* Start *

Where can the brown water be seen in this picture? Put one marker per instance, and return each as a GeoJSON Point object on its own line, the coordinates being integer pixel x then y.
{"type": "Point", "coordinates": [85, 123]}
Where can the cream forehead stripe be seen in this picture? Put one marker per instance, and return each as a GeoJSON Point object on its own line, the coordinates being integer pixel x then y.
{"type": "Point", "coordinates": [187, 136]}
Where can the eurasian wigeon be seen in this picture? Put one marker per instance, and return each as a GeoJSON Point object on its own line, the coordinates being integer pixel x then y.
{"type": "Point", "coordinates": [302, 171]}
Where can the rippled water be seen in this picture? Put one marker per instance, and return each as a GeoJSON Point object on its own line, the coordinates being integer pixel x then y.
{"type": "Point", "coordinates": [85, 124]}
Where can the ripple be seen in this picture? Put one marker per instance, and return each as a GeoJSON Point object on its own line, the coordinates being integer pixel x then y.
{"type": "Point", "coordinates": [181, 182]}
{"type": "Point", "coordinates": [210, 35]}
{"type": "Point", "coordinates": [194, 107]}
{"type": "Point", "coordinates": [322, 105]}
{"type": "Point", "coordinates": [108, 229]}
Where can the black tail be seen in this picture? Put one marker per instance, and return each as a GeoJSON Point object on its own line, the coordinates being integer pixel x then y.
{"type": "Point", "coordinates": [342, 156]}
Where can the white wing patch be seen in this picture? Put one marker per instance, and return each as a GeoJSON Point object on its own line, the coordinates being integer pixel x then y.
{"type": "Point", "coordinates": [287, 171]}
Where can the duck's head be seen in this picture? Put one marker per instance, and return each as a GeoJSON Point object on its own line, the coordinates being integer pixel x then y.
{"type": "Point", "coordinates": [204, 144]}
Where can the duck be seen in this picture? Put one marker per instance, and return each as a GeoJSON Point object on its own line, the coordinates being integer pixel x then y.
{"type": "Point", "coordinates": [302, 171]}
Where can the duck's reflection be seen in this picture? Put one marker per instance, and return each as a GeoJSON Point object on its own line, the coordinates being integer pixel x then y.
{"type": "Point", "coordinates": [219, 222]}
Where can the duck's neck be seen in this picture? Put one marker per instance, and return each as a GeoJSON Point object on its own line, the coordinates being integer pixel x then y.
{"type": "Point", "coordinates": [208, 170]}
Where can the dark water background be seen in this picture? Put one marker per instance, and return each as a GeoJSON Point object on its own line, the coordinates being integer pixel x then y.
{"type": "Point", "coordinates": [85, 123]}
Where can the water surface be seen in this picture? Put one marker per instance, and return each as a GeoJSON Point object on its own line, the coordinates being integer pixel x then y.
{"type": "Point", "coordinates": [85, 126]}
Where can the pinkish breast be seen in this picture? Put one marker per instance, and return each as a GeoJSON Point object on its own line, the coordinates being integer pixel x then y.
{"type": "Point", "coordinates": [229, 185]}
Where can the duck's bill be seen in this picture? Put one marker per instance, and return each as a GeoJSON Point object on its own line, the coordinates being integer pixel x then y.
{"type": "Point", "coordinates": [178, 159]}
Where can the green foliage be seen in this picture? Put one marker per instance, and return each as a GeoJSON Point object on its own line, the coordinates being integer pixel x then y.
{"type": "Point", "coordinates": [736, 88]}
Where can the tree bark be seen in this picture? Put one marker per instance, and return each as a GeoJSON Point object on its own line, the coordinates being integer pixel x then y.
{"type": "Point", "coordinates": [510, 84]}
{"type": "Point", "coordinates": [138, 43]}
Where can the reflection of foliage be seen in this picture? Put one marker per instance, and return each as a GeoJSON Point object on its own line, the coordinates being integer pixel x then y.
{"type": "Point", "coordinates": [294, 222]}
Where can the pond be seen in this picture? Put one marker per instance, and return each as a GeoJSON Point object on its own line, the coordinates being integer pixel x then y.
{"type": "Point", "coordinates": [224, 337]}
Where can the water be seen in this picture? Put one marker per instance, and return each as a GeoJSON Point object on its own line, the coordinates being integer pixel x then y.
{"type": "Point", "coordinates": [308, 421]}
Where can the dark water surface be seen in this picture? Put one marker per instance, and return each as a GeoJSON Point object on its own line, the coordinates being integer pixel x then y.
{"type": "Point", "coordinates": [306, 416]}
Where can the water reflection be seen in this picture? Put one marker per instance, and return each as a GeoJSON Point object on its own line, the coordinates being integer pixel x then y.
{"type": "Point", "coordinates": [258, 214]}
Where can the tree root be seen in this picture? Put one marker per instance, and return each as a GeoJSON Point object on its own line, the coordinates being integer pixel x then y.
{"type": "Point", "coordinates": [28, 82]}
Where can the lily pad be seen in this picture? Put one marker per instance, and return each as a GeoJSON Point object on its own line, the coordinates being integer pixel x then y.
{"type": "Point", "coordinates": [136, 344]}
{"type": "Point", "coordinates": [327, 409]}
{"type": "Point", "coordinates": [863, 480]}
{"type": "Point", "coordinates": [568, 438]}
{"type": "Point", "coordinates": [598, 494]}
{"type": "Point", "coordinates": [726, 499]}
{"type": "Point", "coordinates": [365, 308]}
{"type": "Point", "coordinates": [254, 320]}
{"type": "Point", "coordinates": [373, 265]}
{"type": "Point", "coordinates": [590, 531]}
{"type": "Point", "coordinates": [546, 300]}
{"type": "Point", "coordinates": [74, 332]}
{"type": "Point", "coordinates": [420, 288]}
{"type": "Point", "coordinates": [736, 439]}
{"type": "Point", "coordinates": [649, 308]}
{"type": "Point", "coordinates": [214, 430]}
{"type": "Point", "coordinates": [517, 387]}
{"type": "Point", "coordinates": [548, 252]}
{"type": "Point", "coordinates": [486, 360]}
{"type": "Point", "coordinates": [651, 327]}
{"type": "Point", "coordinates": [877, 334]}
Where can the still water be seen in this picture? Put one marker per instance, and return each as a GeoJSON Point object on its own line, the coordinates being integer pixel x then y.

* End *
* Start *

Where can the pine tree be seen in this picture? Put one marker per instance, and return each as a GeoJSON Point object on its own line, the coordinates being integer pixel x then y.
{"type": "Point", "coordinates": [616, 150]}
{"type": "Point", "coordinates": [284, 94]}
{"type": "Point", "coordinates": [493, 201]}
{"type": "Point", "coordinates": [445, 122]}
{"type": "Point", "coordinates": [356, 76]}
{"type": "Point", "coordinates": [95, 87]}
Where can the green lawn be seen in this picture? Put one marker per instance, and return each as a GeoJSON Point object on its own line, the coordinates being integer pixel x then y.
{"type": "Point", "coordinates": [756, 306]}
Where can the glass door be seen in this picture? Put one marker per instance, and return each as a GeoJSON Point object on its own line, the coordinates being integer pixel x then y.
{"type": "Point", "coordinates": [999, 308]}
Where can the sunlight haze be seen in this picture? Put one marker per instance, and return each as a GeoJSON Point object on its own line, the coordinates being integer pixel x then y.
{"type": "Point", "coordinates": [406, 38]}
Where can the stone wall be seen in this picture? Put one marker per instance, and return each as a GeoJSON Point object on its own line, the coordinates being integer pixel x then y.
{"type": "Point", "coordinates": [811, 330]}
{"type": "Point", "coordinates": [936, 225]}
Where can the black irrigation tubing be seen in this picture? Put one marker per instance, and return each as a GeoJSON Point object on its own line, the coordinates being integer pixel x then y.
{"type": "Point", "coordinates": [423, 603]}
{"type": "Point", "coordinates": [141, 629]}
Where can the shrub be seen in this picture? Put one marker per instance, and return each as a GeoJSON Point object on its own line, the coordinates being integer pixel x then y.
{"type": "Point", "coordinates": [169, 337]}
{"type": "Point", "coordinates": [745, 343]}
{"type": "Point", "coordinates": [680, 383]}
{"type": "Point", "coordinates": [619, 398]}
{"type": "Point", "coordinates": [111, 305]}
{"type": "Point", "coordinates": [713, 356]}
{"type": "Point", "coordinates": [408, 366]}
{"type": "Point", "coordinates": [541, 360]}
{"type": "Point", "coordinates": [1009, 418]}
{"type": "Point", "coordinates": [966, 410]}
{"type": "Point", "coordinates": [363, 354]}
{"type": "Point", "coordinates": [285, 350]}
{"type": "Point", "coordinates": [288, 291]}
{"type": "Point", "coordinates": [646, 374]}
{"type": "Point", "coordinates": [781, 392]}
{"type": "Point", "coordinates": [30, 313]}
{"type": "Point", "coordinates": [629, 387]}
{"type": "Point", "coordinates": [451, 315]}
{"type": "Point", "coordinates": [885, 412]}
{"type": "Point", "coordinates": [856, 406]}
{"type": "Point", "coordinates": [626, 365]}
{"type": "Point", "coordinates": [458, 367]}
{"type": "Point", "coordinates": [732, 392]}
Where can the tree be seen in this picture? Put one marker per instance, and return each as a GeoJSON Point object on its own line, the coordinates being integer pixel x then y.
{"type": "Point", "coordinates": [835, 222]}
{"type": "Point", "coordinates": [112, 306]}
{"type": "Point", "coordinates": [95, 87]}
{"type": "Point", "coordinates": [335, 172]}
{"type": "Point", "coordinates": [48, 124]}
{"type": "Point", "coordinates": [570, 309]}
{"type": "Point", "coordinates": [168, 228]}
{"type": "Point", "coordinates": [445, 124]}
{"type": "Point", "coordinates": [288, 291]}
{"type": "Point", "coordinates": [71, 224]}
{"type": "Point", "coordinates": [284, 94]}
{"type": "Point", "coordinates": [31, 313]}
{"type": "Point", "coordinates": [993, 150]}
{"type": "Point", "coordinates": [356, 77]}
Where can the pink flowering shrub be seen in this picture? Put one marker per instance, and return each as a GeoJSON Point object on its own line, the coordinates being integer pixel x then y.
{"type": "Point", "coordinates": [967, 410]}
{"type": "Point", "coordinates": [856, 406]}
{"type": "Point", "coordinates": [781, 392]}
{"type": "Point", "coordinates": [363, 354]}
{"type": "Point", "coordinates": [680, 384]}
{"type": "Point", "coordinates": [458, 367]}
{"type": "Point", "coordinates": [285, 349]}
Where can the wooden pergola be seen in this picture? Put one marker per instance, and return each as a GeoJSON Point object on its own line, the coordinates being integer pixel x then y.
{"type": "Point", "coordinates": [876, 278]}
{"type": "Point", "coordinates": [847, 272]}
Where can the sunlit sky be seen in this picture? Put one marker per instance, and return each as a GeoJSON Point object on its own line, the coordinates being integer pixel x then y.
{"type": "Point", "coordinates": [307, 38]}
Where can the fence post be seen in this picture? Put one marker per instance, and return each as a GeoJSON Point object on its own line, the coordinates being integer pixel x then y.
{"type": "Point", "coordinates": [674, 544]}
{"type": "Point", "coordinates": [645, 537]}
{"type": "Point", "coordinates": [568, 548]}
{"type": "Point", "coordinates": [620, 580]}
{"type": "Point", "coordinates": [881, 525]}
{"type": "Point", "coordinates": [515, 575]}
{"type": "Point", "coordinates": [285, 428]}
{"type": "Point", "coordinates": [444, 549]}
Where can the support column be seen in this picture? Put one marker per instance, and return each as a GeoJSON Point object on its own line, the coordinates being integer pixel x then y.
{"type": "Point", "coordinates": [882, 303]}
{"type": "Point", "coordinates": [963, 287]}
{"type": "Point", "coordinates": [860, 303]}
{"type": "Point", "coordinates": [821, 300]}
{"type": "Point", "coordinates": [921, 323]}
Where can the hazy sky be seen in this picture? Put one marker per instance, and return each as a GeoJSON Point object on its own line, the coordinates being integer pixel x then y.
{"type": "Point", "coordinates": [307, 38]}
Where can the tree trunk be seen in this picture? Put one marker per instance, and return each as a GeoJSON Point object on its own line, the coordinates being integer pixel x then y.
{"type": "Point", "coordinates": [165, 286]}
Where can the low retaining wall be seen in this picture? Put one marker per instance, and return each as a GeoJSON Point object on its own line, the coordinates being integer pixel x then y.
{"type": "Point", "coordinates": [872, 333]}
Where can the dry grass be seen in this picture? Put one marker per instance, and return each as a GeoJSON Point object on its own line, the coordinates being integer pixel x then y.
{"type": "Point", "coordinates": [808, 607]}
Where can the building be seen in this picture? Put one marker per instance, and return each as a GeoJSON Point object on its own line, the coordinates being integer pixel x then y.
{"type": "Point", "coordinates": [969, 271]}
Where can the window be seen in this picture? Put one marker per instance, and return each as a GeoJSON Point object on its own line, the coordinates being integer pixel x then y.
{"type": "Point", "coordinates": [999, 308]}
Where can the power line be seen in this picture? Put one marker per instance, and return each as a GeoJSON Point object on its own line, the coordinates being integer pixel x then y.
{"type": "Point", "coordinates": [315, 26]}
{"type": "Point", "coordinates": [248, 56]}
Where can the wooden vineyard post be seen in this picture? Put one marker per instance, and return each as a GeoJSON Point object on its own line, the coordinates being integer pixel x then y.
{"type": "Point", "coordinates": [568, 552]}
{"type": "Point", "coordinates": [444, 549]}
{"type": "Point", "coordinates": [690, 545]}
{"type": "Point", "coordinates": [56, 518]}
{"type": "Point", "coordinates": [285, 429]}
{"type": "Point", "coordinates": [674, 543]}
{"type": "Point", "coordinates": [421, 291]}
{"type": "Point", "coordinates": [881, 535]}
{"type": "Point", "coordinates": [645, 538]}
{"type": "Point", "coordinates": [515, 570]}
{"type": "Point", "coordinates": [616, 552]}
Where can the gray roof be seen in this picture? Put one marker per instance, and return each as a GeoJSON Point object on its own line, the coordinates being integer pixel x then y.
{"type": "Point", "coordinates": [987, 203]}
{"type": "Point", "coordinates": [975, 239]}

* End *

Your instructions: Please select every line in the entries above that contains the string "shrub" and copy each of those lines in full.

Completed exercise:
Where can the shrub be seen in this picture? Put one marker per instance, and return each as a GeoJSON Point object on its own line, the coordinates being integer pixel x then y.
Where can the pink flowering shrub be seen in this picture? Put one marker per instance, and return each as a GeoJSON Point object on its own line, the coordinates being integer pixel x then y.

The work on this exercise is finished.